Merckx VSFT, Hendriks KP, Beentjes KK, Mennes CB, Becking LE, Peijnenburg KTCA, Afendy A, Arumugam N, de Boer H, Biun A, Buang MM, Chen P-P, Chung AYC, Dow R, Feijen FAA, Feijen H, Soest CF, Geml J, Geurts R, Gravendeel B, Hovenkamp P, Imbun P, Ipor I, Janssens SB, Jocqué M, Kappes H, Khoo E, Koomen P, Lens F, Majapun RJ, Morgado LN, Neupane S, Nieser N, Pereira JT, Rahman H, Sabran S, Sawang A, Schwallier RM, Shim P-S, Smit H, Sol N, Spait M, Stech M, Stokvis F, Sugau JB, Suleiman M, Sumail S, Thomas DC, van Tol J, Tuh FYY, Yahya BE, Nais J, Repin R, Lakim M, Schilthuizen M (2015) Evolution of endemism on a young tropical mountain. Nature 524: 347–350. https://doi.org/10.1038/nature14949


Given the source and size of the data used for the study, the discussion should incorporate a section with recent papers on the dangers of using small (mitochondrial) datasets and molecular dating. See e.g:

Ebdon S, Laetsch DR, Dapporto L, Hayward A, Ritchie MG, Dinca V, Vila R & Lohse K (2021) The Pleistocene species pump past its prime: evidence from European butterfly sister species. Molecular Ecology (published online ahead of print). DOI: 10.1111/mec.15981

I support that the authors did not use their data for any formal nomenclatural changes.

With the aforementioned issues addressed, I recommend this manuscript for publication.

Experimental design

no comment

Validity of the findings

no comment

Additional comments

no comment

Reviewer 2 ·

Basic reporting

The article is in general clearly written, although there are some grammatical mistakes that could be cleaned up. I did not keep track of them.

Experimental design

This is a very interesting topic, and certainly worthy of investigation. The authors have looked at the divergences of species of Saturniidae moths in Taiwan compared to conspecifics or congeners on the mainland. They base their findings on three loci (2 mitochondrial and one nuclear). I have to say I was a bit surprised by their choice of markers, COI is obvious, but why 16S and 28S? If one looks at the Lepidoptera literature, there are a number of other widely used markers (EF1a, wingless, GAPDH, RpS5, etc) that would have made more sense to sequence in a PCR based study. What's done is done however.

THE DATA:

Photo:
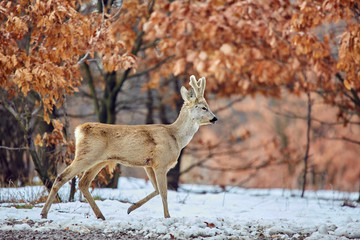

WORK TASK: Reproduce the peer review starting at "Ebdon S, Laetsch" and ending at "manuscript for publication.", switching "manuscript" to "article".

FINISHED TASK:
Ebdon S, Laetsch DR, Dapporto L, Hayward A, Ritchie MG, Dinca V, Vila R & Lohse K (2021) The Pleistocene species pump past its prime: evidence from European butterfly sister species. Molecular Ecology (published online ahead of print). DOI: 10.1111/mec.15981

I support that the authors did not use their data for any formal nomenclatural changes.

With the aforementioned issues addressed, I recommend this article for publication.